* Exercise aim
Every line from the one with "the concrete driveway" to the end of the data needs to be copied exactly, and no line before it.

★ ★ ★

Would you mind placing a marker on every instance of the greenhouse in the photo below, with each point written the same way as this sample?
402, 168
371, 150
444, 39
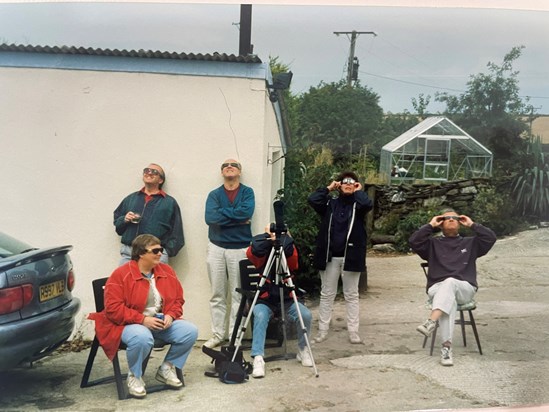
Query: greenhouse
434, 150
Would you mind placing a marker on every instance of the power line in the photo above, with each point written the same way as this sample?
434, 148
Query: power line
352, 66
436, 87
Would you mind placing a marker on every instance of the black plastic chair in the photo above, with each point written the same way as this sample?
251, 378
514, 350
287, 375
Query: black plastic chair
98, 294
468, 307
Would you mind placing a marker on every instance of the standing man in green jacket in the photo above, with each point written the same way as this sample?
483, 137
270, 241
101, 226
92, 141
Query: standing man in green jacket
229, 210
151, 211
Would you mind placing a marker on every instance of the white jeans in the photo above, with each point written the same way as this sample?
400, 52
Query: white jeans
329, 279
445, 296
224, 274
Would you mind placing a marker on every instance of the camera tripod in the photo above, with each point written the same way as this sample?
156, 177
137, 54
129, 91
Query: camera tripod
283, 280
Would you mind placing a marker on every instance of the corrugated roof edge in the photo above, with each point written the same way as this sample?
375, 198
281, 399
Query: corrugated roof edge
146, 54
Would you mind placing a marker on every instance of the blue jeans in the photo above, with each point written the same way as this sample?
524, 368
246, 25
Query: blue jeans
262, 315
139, 339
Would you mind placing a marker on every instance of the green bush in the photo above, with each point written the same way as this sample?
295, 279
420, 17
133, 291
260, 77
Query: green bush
408, 225
491, 209
531, 188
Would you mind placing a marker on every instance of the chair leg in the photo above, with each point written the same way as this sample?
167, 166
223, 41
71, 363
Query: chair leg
474, 326
119, 379
433, 338
89, 363
462, 323
179, 374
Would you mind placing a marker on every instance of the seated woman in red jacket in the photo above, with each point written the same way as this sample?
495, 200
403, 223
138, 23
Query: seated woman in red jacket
143, 301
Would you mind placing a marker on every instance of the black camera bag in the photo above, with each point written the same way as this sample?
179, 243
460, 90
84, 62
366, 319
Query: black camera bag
227, 370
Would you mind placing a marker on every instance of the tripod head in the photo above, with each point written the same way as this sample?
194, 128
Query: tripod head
279, 227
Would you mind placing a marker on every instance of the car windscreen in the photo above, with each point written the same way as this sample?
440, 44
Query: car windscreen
10, 246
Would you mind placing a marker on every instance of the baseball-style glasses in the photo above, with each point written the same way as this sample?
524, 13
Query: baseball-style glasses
149, 171
224, 165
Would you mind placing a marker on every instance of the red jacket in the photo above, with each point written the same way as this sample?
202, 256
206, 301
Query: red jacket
126, 294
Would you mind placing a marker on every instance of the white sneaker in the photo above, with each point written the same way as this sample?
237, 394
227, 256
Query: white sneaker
136, 386
355, 338
213, 342
259, 367
304, 357
322, 336
446, 357
169, 377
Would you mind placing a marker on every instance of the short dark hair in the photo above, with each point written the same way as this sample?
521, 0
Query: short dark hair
350, 174
141, 243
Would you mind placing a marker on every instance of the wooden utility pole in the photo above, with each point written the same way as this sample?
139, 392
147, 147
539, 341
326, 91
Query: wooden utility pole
245, 41
354, 34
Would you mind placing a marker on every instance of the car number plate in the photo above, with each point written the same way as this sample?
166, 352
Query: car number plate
52, 290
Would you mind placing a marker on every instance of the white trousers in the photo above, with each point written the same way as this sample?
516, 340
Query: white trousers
445, 296
329, 279
224, 274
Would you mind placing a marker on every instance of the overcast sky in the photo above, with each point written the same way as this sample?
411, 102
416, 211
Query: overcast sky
416, 50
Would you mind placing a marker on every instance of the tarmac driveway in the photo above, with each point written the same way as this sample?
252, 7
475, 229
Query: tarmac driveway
390, 372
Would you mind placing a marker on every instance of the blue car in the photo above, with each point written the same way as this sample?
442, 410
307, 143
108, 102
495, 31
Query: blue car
37, 309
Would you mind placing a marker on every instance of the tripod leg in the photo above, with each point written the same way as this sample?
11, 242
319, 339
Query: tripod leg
250, 311
290, 285
304, 331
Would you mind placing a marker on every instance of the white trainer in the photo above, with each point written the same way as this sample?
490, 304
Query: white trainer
169, 377
136, 386
322, 336
258, 367
304, 357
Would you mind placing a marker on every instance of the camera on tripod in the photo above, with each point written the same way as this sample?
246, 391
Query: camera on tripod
279, 228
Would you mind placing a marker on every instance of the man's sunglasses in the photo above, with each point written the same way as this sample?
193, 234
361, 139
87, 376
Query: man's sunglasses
224, 165
348, 181
148, 170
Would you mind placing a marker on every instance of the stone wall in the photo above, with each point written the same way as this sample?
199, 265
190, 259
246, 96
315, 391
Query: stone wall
405, 198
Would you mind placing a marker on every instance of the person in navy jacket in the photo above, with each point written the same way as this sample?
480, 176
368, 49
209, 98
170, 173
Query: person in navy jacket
340, 248
452, 274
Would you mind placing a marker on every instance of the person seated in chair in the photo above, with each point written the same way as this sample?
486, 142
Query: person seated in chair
269, 304
143, 301
452, 274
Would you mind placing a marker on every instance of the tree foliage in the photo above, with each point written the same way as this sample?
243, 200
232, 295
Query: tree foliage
491, 110
341, 117
531, 187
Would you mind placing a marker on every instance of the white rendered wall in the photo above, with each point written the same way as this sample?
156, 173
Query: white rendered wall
73, 144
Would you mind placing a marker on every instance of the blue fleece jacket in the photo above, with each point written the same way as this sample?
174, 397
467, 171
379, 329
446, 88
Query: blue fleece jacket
230, 223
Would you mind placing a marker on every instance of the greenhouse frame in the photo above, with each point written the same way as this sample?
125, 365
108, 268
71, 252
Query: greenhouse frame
434, 150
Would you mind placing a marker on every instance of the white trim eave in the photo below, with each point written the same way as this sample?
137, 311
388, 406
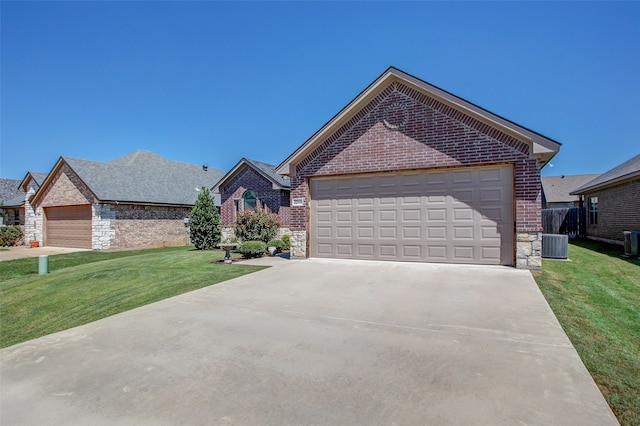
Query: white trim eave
603, 185
541, 147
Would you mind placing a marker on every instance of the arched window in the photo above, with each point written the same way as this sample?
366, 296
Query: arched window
249, 201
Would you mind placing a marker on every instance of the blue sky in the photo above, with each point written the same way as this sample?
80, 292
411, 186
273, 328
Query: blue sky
211, 82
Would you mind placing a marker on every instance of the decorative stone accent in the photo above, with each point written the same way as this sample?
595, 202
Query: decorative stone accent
102, 232
529, 250
298, 245
228, 234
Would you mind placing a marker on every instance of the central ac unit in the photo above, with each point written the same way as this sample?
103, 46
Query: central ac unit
631, 243
555, 246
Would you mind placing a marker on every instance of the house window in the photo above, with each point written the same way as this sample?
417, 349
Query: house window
593, 210
249, 201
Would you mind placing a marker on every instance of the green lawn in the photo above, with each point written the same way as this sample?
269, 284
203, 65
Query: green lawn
86, 286
596, 298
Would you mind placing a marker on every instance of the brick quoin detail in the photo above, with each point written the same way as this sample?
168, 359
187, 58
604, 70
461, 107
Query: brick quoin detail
435, 136
275, 200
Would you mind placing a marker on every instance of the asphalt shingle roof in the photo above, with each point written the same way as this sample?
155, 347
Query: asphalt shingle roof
629, 168
144, 177
557, 189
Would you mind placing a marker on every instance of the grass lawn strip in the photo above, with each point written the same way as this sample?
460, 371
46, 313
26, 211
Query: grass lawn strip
32, 306
596, 298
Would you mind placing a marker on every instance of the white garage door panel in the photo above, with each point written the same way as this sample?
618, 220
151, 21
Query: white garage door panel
460, 216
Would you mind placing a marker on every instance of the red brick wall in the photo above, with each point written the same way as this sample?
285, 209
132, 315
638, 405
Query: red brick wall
274, 200
66, 189
618, 211
435, 135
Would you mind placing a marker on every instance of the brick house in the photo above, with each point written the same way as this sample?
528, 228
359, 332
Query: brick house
612, 201
556, 190
138, 200
11, 202
252, 184
410, 172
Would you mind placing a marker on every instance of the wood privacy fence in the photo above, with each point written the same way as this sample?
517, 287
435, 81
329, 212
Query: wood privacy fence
564, 221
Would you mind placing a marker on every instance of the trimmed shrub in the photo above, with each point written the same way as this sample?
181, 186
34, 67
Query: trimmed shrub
278, 244
259, 225
10, 235
287, 242
251, 249
205, 224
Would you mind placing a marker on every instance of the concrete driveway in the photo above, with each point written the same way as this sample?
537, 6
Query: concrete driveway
315, 342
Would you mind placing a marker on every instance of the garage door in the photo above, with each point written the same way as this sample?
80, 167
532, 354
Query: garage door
453, 216
68, 226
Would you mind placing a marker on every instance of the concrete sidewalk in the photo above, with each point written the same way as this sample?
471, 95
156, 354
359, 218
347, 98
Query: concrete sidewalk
21, 252
315, 342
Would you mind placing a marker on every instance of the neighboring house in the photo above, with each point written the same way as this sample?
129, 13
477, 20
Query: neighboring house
556, 190
11, 202
612, 201
249, 185
138, 200
410, 172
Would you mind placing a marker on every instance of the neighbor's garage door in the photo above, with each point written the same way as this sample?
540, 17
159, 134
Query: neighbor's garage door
68, 226
454, 216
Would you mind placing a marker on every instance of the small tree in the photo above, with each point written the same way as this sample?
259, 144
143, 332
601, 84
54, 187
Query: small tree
205, 223
259, 225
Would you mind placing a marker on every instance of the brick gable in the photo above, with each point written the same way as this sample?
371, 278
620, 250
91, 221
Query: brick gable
65, 189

★ ★ ★

* Output for this task
Would you mind placing a marker on every instance of the concrete driveway in the photo above, with each point written the same way as this sample?
537, 6
Query: concrete driveway
315, 342
Would you mind placing a marker on every instance of the garage door in the photo above, with each point written the same way as this sample?
80, 167
532, 354
Query: garage door
453, 216
68, 226
Would you mind placing a marker on every instance of the concrete sidewalk in the photo above, with each point written the same way as this sample?
471, 95
156, 354
359, 218
347, 98
Query: concrete sidewalk
21, 252
315, 342
Would you mind placing a marker on every instance of the neighboring house in the photo above, with each point written the same way as this sample?
129, 13
477, 20
Query: neighboring house
556, 190
11, 202
612, 201
249, 185
138, 200
410, 172
Would you mind placing a marker on every instance of the neighbor's garage door in the photo above, with each point written the same way as this sample?
540, 17
159, 134
Query: neighbor's garage door
68, 226
454, 216
Would you mind placing a marker on every instance of the small tree in the photo above, with each point written the same way as this sample?
259, 144
143, 332
601, 84
54, 187
Query: small tree
205, 223
259, 225
Would you mind placing a marker on every instance of the brick gable in the photo above, with each point written the same way as this sample?
371, 278
620, 250
91, 221
Query: brick gable
65, 189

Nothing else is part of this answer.